[Opening PASSAGE SHOWN section]
The superintendent of the Los Angeles Unified School District said that without sufficient funding for COVID-19 testing and contact tracing his more than 600,000 students at over 1,000 schools are facing "an education crisis."
Regularly testing students would cost $300 to $400 per pupil for a district that already spends about $17,000 annually on each student, and Beutner has been asking both state and federal lawmakers for assistance.
"The Dodgers are being tested to go back to work. Shouldn't teachers and students be tested to go back to school?" Superintendent Austin Beutner told ABC Los Angeles station KABC on Thursday.
Beutner said in a video message on July 13 school would begin as scheduled in August but that students would not be attending classes in person.
"This health crisis is turning into an education crisis," Beutner said. "Our students haven't been at schools for five months by the time August rolls around. We've seen studies about a short summer break and how students regress."
[Closing PASSAGE SHOWN section]
[Opening RECORD EXCERPTS section]
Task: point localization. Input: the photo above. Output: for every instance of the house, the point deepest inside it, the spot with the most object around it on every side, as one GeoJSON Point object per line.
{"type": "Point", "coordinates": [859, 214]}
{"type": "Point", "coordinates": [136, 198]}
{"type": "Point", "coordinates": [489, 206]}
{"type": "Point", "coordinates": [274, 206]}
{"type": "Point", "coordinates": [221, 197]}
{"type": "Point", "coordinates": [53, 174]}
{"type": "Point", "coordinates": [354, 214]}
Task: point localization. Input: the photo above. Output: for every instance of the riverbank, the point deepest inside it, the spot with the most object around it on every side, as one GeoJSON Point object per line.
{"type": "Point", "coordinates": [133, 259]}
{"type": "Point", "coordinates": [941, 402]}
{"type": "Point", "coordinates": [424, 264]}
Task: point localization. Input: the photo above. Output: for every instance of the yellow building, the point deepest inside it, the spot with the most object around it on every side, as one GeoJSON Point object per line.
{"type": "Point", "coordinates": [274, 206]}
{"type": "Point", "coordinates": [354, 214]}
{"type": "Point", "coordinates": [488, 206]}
[Closing RECORD EXCERPTS section]
§ **ACTIVITY LIST**:
[a] Answer these questions from the article on COVID-19 testing in Los Angeles schools:
(i) How many students does the district's superintendent say he has?
(ii) What would regularly testing students cost per pupil?
(iii) On what date did Beutner give a video message saying school would begin as scheduled in August?
[b] Pick up the article on COVID-19 testing in Los Angeles schools right after its last sentence and carry it forward.

§ **ANSWERS FOR THE EXERCISE**:
[a]
(i) More than 600,000.
(ii) $300 to $400.
(iii) July 13.

[b]
Balancing students' educational needs and their health and safety, as well as that of their families, has proved challenging, he added. Students from lower-income families may be especially at risk.
"We have this society of haves and have-nots, and it's mostly have-nots in public education," Beutner continued. "Is it because children aren't represented in the Legislature? I'm not sure. But we have to get to a different place in this conversation and recognize the importance of education."
A solid education is "the path out of poverty" for many students, he added. "This is about something that can’t be measured in dollars and cents -- it’s about creating opportunity for children."